“MANI SUL MIO CORPO” Diario di una malata di cancro di Luciana Coèn

Presentazione di Sebastiano Castellano*

A nessuno è mai capitato, come ad un celebre personaggio di Kafka, di trovarsi al risveglio mattutino, improvvisamente mutato in un enorme insetto. Ma non è affatto raro nel corso della vita accorgersi, all’improvviso, come per un brutto risveglio, che qualcosa è mutato all’interno del proprio organismo e che la metamorfosi è diventata talmente importante da coinvolgere l’intera esistenza. Anzi da mettere in dubbio la possibilità stessa che l’esistenza abbia un seguito.

Di fronte a questa nuova realtà ci sono modi diversi di reagire. Quanti sono le donne e gli uomini tante sono le strategie di risposta con la loro miscela di razionalità e di emotività, di metodo e di caso.
━━━━━━
_Informazioni sul compito_
Per favore, cita parola per parola il passo della presentazione da "A nessuno è" a "metodo e di caso.". I record sono materiale a sé, distinto dalla presentazione.
━━━━━━
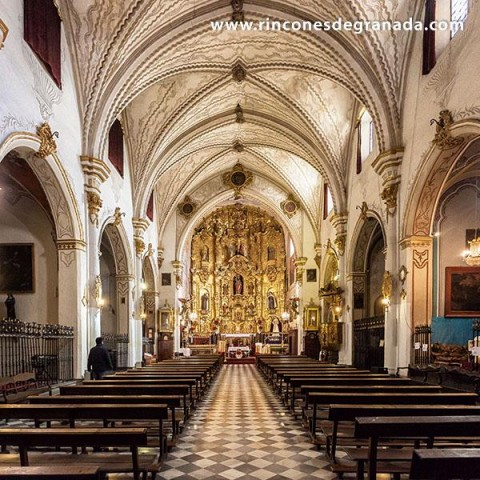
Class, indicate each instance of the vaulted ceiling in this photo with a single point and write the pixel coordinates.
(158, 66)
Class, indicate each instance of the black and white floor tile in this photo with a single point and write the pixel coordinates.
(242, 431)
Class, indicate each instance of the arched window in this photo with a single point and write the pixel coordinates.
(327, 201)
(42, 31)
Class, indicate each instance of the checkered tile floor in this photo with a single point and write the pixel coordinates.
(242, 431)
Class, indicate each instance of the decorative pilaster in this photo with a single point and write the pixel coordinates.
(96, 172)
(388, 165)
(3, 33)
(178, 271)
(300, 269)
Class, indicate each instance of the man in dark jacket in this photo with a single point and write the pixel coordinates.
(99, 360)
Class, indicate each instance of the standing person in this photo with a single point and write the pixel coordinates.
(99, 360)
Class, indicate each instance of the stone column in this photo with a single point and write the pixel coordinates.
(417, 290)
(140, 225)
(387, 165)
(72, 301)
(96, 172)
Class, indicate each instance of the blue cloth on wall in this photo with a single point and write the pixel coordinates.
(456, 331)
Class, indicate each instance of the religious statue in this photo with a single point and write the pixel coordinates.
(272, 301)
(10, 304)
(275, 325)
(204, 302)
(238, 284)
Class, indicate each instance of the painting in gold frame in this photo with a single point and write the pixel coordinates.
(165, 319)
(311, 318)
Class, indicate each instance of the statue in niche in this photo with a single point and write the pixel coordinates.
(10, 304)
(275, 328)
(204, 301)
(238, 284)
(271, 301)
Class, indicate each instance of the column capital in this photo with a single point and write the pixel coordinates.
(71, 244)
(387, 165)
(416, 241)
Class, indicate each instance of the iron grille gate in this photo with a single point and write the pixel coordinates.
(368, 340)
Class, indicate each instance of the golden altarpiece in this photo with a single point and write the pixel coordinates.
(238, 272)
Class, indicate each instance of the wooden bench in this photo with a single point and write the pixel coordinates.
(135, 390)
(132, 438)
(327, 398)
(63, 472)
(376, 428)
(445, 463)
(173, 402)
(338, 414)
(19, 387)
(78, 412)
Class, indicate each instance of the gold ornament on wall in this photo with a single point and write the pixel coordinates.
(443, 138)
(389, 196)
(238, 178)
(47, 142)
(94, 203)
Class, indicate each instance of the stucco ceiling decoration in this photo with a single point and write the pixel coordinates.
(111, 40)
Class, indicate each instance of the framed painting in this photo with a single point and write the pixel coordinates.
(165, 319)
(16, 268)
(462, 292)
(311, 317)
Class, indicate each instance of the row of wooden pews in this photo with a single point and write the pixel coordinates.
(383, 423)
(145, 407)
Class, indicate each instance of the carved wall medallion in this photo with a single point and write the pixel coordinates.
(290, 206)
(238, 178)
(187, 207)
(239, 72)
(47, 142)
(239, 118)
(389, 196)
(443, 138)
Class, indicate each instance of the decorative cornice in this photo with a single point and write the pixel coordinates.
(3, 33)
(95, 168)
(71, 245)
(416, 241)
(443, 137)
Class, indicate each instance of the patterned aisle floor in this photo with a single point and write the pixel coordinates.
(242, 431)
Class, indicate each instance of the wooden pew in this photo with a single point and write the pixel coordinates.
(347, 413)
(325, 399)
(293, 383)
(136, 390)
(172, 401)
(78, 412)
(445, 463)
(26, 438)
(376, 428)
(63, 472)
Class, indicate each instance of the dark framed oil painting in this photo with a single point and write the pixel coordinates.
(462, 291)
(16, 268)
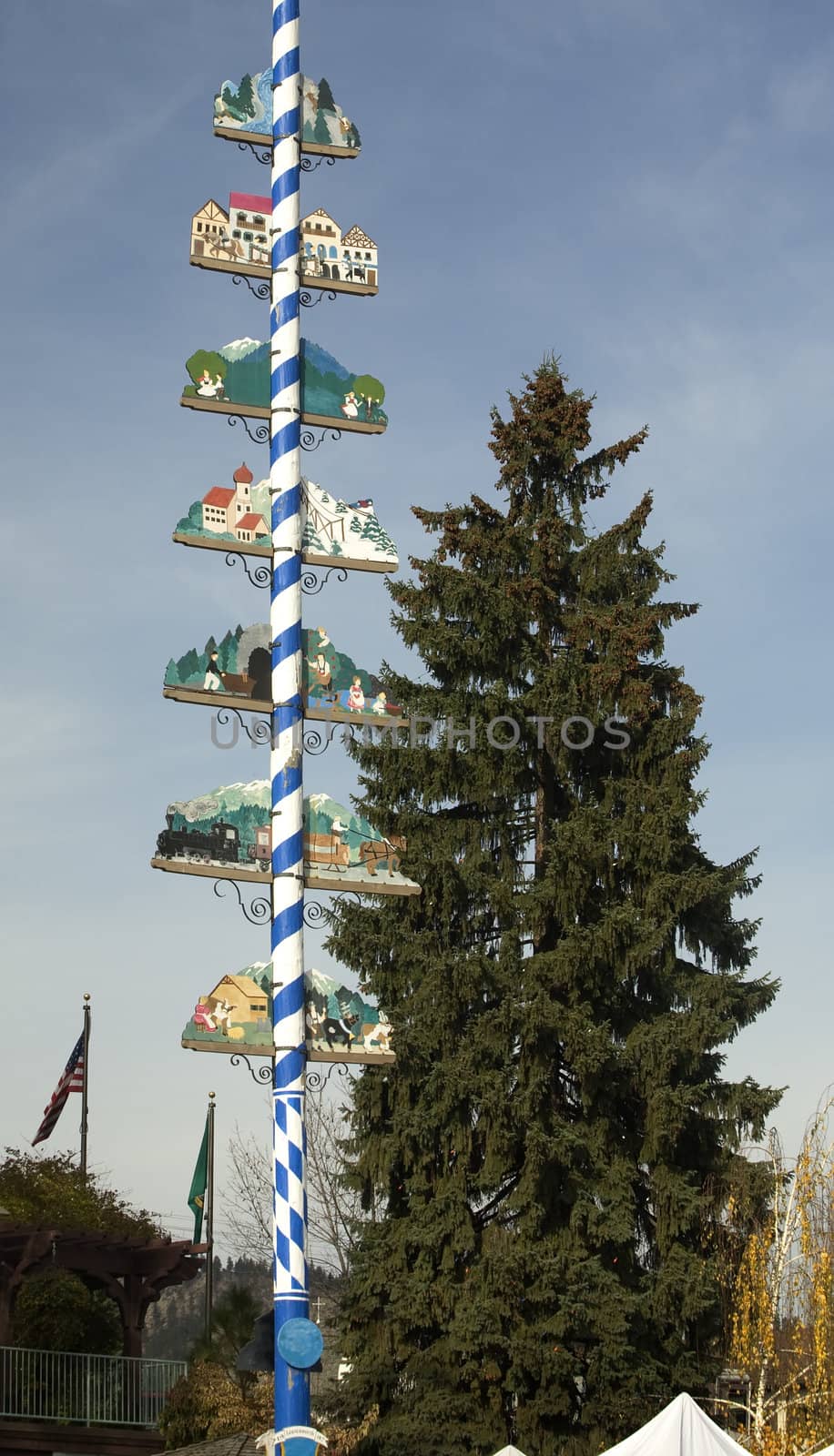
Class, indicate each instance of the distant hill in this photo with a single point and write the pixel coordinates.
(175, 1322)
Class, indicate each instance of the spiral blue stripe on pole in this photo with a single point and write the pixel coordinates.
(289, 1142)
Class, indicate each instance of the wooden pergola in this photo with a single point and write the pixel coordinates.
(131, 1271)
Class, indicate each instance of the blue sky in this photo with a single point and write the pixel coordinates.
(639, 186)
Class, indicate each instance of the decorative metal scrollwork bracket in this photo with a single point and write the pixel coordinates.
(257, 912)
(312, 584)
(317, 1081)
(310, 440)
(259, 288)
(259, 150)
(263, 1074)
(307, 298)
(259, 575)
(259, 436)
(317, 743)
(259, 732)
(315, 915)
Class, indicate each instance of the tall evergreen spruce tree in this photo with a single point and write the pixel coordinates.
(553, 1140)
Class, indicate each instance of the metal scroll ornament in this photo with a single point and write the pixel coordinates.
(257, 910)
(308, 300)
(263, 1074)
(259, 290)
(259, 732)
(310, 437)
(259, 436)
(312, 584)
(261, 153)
━━━━━━
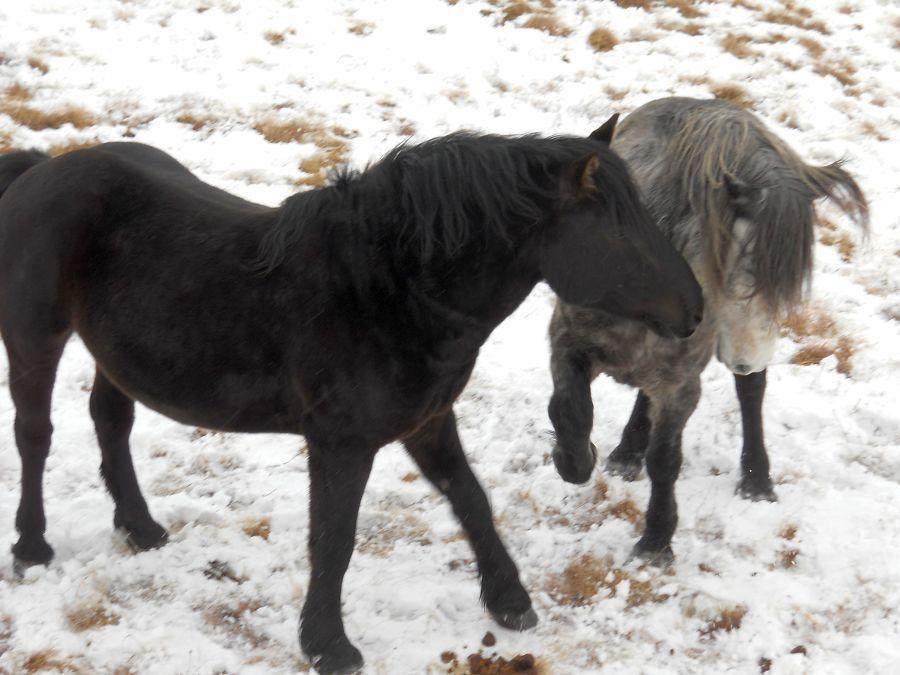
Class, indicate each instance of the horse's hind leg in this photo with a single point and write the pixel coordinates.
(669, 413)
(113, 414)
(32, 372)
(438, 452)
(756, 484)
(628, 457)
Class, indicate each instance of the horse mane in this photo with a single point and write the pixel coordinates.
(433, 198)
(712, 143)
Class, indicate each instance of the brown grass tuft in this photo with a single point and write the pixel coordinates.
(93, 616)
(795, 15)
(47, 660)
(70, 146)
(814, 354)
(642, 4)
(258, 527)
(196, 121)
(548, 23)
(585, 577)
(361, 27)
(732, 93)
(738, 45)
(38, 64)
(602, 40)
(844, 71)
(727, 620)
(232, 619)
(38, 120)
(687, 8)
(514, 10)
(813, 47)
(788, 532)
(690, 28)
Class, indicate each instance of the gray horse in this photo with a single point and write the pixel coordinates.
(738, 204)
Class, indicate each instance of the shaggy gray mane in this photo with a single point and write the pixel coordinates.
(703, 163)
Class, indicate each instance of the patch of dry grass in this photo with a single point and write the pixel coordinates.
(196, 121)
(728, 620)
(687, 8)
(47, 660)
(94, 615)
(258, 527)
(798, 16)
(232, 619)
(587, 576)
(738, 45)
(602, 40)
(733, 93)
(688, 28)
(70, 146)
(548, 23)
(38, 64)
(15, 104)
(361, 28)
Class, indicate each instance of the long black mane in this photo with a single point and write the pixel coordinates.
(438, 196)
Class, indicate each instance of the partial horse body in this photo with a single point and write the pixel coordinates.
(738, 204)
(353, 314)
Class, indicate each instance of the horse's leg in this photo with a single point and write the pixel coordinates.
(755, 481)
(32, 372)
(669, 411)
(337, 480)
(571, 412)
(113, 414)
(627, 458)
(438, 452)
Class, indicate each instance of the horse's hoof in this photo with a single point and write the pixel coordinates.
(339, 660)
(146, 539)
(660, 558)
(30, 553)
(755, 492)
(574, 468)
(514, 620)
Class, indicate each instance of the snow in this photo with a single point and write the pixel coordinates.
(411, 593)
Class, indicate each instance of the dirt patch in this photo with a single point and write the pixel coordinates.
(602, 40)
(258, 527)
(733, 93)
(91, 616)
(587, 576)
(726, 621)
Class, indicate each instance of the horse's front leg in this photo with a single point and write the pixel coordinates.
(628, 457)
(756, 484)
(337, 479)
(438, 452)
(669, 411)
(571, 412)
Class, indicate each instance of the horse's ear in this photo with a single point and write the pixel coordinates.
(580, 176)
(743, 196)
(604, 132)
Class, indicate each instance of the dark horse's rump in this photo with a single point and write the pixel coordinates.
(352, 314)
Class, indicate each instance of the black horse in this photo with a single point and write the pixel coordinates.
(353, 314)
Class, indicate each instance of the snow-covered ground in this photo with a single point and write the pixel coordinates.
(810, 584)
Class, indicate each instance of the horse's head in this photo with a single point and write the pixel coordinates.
━━━━━━
_Risposta_
A nessuno è mai capitato, come ad un celebre personaggio di Kafka, di trovarsi al risveglio mattutino, improvvisamente mutato in un enorme insetto. Ma non è affatto raro nel corso della vita accorgersi, all’improvviso, come per un brutto risveglio, che qualcosa è mutato all’interno del proprio organismo e che la metamorfosi è diventata talmente importante da coinvolgere l’intera esistenza. Anzi da mettere in dubbio la possibilità stessa che l’esistenza abbia un seguito.

Di fronte a questa nuova realtà ci sono modi diversi di reagire. Quanti sono le donne e gli uomini tante sono le strategie di risposta con la loro miscela di razionalità e di emotività, di metodo e di caso.